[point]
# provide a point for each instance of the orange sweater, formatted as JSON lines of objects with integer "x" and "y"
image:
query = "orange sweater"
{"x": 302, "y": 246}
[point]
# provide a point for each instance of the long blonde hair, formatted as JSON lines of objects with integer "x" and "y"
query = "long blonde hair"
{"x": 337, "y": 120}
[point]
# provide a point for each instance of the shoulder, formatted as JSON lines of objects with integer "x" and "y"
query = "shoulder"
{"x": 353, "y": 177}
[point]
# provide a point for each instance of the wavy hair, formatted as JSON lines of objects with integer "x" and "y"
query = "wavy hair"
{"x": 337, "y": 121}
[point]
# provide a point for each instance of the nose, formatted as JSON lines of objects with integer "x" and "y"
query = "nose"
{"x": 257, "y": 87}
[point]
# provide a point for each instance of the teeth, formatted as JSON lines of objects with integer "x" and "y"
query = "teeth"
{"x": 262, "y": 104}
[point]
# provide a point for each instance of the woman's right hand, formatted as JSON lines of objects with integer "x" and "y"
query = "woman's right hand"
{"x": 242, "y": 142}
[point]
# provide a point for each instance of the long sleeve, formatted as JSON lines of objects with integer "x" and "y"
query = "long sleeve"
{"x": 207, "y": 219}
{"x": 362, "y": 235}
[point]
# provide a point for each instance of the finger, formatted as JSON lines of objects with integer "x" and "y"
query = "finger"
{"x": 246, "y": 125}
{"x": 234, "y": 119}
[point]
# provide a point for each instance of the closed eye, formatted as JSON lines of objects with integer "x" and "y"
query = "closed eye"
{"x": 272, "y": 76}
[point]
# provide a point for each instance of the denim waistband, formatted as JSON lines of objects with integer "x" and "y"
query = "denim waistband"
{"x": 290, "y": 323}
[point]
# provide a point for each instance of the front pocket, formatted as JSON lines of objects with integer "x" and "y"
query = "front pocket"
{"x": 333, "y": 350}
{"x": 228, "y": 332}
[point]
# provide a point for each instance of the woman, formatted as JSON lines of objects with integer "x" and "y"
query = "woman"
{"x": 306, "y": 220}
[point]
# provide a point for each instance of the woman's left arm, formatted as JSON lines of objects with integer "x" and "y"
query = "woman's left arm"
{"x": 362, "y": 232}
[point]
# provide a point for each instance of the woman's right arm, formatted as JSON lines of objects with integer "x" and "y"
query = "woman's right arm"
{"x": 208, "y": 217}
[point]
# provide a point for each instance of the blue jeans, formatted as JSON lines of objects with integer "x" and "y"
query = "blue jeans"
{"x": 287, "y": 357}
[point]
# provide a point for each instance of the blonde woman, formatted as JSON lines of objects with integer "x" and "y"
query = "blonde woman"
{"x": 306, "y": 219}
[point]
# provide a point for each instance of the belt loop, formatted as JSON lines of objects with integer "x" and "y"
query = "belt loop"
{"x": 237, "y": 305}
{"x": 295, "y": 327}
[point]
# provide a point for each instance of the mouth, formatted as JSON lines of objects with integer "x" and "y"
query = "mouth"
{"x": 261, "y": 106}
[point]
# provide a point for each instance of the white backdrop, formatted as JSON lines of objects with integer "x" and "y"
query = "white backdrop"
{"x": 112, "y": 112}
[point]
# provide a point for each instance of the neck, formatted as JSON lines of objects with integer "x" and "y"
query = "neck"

==========

Please reproduce exactly the lines from the first one of the records above through the line containing "long sleeve, formatted", both included, and nothing else.

Solution to the exercise -
[point]
# provide a point for each instance of the orange sweater, formatted as JSON lines of objects with integer "x" and "y"
image:
query = "orange sweater"
{"x": 302, "y": 246}
[point]
# provide a point for each instance of the long blonde hair, formatted as JSON lines of objects with integer "x" and "y"
query = "long blonde hair"
{"x": 337, "y": 120}
[point]
# provide a point for each instance of the shoulder, formatted as JSON lines of objects with integer "x" and "y"
query = "shoulder"
{"x": 353, "y": 177}
[point]
# provide a point for each instance of the wavy hair, formatted as JSON lines of objects with integer "x" and "y"
query = "wavy hair"
{"x": 337, "y": 121}
[point]
# provide a point for each instance of the nose, formatted as JSON lines of objects with integer "x" and "y"
query = "nose"
{"x": 257, "y": 87}
[point]
# provide a point for each instance of the teeth, formatted as JSON lines of objects with integer "x" and "y"
query = "teeth"
{"x": 262, "y": 104}
[point]
# provide a point for each instance of the woman's right hand, formatted as JSON lines of objects with integer "x" and "y"
query = "woman's right hand"
{"x": 242, "y": 142}
[point]
# provide a point for each instance of the long sleeve, formatted as JSON lines of objects with integer "x" and "y"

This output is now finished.